> [Data supplied]:
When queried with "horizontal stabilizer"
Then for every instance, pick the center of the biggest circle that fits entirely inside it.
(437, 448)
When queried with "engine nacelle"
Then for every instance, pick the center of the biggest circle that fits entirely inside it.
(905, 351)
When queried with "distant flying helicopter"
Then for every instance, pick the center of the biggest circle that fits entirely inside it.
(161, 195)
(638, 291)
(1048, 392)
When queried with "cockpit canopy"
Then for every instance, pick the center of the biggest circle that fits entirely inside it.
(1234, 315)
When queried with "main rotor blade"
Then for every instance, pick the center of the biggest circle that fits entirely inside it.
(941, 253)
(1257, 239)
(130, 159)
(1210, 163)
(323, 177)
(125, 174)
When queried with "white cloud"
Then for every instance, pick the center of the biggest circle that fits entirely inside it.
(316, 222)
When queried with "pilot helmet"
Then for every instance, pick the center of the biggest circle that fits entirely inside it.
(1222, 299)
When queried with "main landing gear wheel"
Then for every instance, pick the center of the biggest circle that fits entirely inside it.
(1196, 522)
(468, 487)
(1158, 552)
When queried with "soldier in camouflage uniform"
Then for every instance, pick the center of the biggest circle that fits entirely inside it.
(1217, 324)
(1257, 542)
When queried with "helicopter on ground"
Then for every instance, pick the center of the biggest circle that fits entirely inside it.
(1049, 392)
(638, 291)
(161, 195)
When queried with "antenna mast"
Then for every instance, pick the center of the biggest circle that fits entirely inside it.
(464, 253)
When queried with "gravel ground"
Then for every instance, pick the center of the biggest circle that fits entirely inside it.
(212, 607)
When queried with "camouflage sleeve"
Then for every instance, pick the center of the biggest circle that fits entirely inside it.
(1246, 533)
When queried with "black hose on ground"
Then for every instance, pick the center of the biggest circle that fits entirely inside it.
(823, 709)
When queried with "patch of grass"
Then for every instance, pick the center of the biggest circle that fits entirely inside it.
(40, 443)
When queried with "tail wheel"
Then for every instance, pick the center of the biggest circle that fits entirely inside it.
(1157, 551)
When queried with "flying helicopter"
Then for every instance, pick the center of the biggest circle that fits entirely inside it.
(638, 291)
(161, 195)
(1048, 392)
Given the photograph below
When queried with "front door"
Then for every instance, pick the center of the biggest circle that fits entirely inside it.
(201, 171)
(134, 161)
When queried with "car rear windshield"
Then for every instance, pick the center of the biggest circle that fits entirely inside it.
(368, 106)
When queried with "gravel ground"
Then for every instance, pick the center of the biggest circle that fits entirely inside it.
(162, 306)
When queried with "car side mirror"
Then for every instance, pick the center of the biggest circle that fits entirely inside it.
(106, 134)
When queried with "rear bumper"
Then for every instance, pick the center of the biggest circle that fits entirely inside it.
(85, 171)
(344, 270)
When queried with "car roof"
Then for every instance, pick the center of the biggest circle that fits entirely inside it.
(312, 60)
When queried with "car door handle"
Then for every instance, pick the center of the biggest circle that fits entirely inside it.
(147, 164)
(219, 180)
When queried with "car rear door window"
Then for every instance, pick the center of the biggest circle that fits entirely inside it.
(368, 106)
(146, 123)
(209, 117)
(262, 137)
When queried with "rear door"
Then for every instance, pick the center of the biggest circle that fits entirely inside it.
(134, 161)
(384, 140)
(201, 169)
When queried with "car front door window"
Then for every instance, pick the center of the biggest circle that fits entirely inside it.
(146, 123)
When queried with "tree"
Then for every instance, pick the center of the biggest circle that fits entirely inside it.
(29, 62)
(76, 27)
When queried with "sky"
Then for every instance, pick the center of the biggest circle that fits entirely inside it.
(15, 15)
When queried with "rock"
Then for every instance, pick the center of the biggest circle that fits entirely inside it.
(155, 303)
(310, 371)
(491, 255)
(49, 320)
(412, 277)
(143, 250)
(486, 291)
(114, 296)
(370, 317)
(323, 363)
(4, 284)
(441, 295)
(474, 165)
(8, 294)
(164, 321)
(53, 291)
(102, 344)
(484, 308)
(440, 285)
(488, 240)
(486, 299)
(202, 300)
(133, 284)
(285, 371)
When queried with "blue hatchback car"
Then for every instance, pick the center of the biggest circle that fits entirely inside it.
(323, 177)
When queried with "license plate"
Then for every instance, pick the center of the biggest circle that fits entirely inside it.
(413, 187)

> [Your assignment]:
Each line that mentions the string "rear" must be copied from the listing.

> [Solution to this problem]:
When queried with "car rear windshield"
When queried with "rear bumper"
When queried with "car rear door window"
When queried with "rear door"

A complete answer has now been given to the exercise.